*Work instructions*.
**A.** Read the report on Lindsey Vonn's crash and decide whether each statement below agrees with it, answering yes or no and quoting the words of the report that settle it. (i) Vonn crashed on the opening run of a World Cup giant slalom. (ii) A doctor at the Lienz district hospital said Vonn might be able to race in Tuesday's slalom. (iii) Vonn attended the mandatory public bib draw on Monday evening.
**B.** According to the report on Lindsey Vonn's crash, who represented Vonn at Monday's bib draw?
**C.** Extend the report on Lindsey Vonn's crash with a further paragraph or two that follow on from its last sentence.

*Passage for review*.
Lindsey Vonn falls, bruises bone in left arm


LIENZ, Austria (AP) — Vancouver Olympic favorite Lindsey Vonn bruised a bone in her left arm following a crash on the opening run of a World Cup giant slalom on Monday.

Vonn had X-ray and MRI scans at a hospital before returning to the U.S. team hotel with her arm in a splint. According to U.S. team medical director Richard Quincy, the scans showed no fractures, only a bone bruise.

"It’s not a classic broken wrist, but a swelling," said doctor Eduard Sporer of the Lienz district hospital, who added Vonn might be able to race in Tuesday’s slalom. "She’s got a lot of pain now, but if she feels well she could start."

Vonn’s husband Thomas said the "bone almost broke."

"It has tiny stress fractures inside and massive internal bruising and swelling," he said. "Basically what it means is she can ski as soon as she can handle the pain. She will be testing it out tomorrow morning to see if she can race in the slalom."

Vonn skipped the mandatory public bib draw Monday evening and was represented by teammate Kaylin Richardson.

*Records shown*.
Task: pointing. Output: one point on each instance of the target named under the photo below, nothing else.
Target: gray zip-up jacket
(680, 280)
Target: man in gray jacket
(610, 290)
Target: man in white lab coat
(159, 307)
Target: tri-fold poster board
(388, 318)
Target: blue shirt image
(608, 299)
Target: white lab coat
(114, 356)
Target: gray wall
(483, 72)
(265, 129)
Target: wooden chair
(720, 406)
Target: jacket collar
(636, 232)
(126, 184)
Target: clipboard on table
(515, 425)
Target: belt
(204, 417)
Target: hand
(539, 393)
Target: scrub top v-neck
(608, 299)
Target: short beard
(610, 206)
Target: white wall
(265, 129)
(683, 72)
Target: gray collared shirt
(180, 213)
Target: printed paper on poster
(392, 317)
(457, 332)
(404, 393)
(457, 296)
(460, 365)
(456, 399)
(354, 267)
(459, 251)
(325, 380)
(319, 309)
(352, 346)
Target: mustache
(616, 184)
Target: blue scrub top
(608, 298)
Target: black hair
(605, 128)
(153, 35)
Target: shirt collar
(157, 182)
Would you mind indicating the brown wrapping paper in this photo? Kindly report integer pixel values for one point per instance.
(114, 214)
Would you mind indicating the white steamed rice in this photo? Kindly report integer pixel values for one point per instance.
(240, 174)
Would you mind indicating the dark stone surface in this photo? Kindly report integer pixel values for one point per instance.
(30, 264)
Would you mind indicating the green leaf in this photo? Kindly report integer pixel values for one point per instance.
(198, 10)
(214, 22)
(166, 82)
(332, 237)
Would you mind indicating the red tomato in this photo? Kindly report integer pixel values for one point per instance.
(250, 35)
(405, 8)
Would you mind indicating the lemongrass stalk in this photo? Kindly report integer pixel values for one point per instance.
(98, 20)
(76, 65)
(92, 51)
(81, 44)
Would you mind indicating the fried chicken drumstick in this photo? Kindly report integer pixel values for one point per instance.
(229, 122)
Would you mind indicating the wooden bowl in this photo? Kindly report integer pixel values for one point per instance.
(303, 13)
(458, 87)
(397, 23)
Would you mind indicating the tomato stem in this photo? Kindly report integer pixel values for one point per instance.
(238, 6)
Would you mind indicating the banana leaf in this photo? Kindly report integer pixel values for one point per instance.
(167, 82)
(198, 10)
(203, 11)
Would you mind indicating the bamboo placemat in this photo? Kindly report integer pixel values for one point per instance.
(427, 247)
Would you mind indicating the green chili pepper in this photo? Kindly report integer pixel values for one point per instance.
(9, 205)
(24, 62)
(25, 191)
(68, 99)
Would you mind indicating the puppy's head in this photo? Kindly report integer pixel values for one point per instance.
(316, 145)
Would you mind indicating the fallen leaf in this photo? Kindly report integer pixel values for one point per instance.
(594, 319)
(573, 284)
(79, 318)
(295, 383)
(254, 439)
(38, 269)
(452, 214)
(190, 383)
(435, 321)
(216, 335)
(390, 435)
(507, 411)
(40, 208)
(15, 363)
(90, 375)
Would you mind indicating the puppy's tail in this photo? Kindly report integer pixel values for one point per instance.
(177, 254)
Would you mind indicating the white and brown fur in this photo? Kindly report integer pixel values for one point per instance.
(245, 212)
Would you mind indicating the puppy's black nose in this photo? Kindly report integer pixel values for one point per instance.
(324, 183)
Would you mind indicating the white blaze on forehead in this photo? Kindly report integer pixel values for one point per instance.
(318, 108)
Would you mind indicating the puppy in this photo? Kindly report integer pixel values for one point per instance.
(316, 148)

*Answers by item*.
**A.**
(i) Yes: "following a crash on the opening run of a World Cup giant slalom on Monday."
(ii) Yes: "who added Vonn might be able to race in Tuesday’s slalom."
(iii) No: "Vonn skipped the mandatory public bib draw Monday evening."

**B.** Her teammate Kaylin Richardson represented her.

**C.**
Vonn started 15th and made a couple of mistakes in the early part of her run, falling more than a second behind the leading time set by Kathrin Hoelzl of Germany. After a sharp left turn, the American lost her balance on a bump and fell backward, hitting a gate and losing a ski.

The two-time World Cup overall champion remained down for almost 10 minutes while receiving first aid. Vonn eventually stood up, put her skis back on and made it to the bottom of the hill with her left arm in a sling.

"My arm really hurts," Vonn said as she climbed into an ambulance and headed to the hospital for tests. "I don’t know what has happened. I believe it’s broken."

Turns out that wasn’t the case. Trevor Wagner, the technical coach of the U.S. team, said Vonn was still considering a run at the slalom on Tuesday.

"I’m going to talk to her, but it’s up to her," Wagner said.

U.S. women’s speed coach Alex Hoedlmoser was not at the race but was with Vonn for training the past two days.

"It was just a bumper, I guess, and it looked worse than it was," Hoedlmoser said.

With the Vancouver Olympics looming, Hoedlmoser suggested it might be a good idea to skip the slalom.

"It definitely would make sense looking at the bigger picture for her to rest for a couple of days," he said. "But I know Lindsey, and I know she wants to race. It all depends on how painful it is."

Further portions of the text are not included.